## What is required
Your output must hold every entry exactly as written and none of the pictures.

## Extracted entries
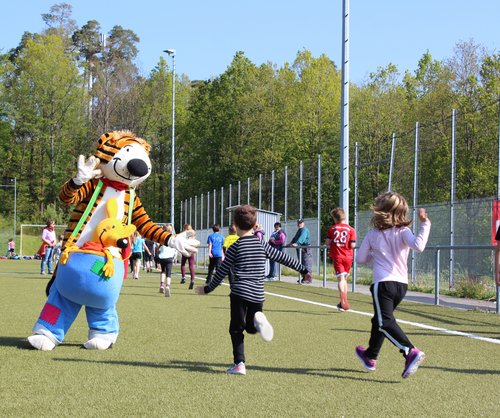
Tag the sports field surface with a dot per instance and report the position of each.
(172, 353)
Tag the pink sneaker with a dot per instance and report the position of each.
(414, 358)
(368, 363)
(237, 369)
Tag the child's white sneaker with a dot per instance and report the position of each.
(237, 369)
(264, 328)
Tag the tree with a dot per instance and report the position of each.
(44, 91)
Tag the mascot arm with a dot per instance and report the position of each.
(86, 169)
(72, 194)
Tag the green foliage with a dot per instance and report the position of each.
(62, 88)
(473, 288)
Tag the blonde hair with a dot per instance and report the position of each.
(390, 210)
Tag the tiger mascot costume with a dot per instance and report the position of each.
(121, 162)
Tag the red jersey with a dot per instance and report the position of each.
(341, 235)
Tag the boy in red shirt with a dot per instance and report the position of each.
(341, 238)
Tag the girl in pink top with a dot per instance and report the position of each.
(388, 246)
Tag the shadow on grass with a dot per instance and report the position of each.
(22, 343)
(449, 318)
(15, 342)
(464, 371)
(215, 368)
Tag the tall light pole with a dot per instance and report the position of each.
(171, 52)
(15, 203)
(344, 112)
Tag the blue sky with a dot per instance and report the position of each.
(207, 34)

## Answer for the task
Tag the sports field surface with a dot per instance and report the position of each.
(172, 353)
Tag the pink sneaker with a dot per instance and report the position of each.
(414, 358)
(368, 363)
(237, 369)
Tag the child's white sneaker with a dot per instance and report the position of each.
(237, 369)
(264, 328)
Tag the tree with a dot per instance and report the position of each.
(44, 91)
Tag the mascot arm with a dot per instance and report the position of each.
(86, 169)
(72, 194)
Tag the green foliage with a dot per instance and report the position of each.
(62, 88)
(473, 288)
Tag the blonde hair with a dot per instance and report the position of each.
(390, 210)
Tag the tiger mascot costume with a dot per instance and report the position of each.
(121, 162)
Tag the red jersey with a dot per instance and report the position of each.
(341, 235)
Tag the boy in red shirt with a dot per instance and report the position of each.
(341, 238)
Tag the girl in pink top with a dot per instance and report the position of each.
(388, 246)
Tag the shadow on grass with a dot per instance and report the position of each.
(22, 343)
(449, 318)
(15, 342)
(464, 371)
(215, 368)
Tag the tall light pole with a dot per instance and report the position of each.
(171, 52)
(15, 203)
(344, 112)
Tag the blue sky with a dot per instance and report the position of each.
(207, 34)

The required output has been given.